> **WHAT TO DO**:
Please copy the listing below line for line, changing nothing.

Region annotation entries
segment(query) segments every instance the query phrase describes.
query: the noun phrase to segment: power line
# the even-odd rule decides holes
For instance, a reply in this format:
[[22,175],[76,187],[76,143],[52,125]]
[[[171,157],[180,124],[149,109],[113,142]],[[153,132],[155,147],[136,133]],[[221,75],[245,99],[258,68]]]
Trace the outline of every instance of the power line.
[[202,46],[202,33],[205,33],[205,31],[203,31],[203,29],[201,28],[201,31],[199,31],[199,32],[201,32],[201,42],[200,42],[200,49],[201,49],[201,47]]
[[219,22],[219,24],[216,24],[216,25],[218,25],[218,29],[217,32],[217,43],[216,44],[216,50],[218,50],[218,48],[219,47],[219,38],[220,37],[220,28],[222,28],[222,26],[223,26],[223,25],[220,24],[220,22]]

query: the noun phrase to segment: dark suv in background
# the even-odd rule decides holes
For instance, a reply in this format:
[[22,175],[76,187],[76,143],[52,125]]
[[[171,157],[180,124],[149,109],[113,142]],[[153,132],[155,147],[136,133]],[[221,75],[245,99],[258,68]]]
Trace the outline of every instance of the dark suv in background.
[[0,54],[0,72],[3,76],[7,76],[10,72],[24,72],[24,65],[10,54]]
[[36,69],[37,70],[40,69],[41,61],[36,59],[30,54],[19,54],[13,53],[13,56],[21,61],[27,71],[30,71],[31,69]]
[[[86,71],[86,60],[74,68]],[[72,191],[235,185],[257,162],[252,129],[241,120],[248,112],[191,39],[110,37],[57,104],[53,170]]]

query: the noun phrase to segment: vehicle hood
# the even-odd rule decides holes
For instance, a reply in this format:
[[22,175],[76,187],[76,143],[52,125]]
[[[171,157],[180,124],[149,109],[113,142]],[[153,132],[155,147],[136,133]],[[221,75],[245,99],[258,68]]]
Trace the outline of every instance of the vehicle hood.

> **SOLUTION TO THIS TASK**:
segment(query) segments every instance the query phrase describes.
query: the noun phrase to segment: power line
# the even-odd rule decides holes
For instance, a reply in this format:
[[22,175],[76,187],[76,143],[52,125]]
[[[171,157],[180,124],[149,109],[113,142]],[[153,132],[155,147],[136,133]],[[221,75],[245,99],[258,68]]]
Trace the outline of every instance of the power line.
[[202,46],[202,33],[205,33],[205,31],[203,31],[203,29],[201,28],[201,31],[199,31],[199,32],[201,32],[201,42],[200,42],[200,49],[201,49],[201,47]]
[[219,22],[219,24],[216,24],[216,25],[218,25],[218,29],[217,32],[217,43],[216,44],[216,50],[218,50],[218,48],[219,47],[219,38],[220,37],[220,28],[222,28],[222,26],[223,26],[223,25],[220,24],[220,22]]

query: the noun phrase to segment: dark suv in background
# the even-odd rule decides holes
For instance, a reply in this format:
[[22,175],[76,187],[76,143],[52,125]]
[[[171,157],[180,124],[149,109],[113,142]],[[153,132],[155,147],[136,133]],[[221,75],[245,99],[258,68]]]
Trace the outline of every instance of the dark suv in background.
[[0,54],[0,72],[3,76],[7,76],[10,72],[24,72],[24,65],[10,54]]
[[36,69],[37,70],[40,69],[41,61],[36,59],[30,54],[19,54],[13,53],[13,56],[21,61],[27,71],[30,71],[31,69]]
[[[86,71],[86,60],[74,68]],[[72,191],[235,185],[257,162],[252,129],[241,120],[248,112],[191,39],[110,37],[57,104],[53,170]]]

query: the noun phrase to segment: vehicle hood
# the even-odd rule decides holes
For instance, a reply in this format:
[[22,175],[76,187],[76,143],[52,125]]
[[[171,157],[180,124],[149,109],[113,142]],[[153,132],[155,147],[136,133]],[[221,75],[245,99],[258,68]]]
Trace the outline of every instance of the vehicle hood.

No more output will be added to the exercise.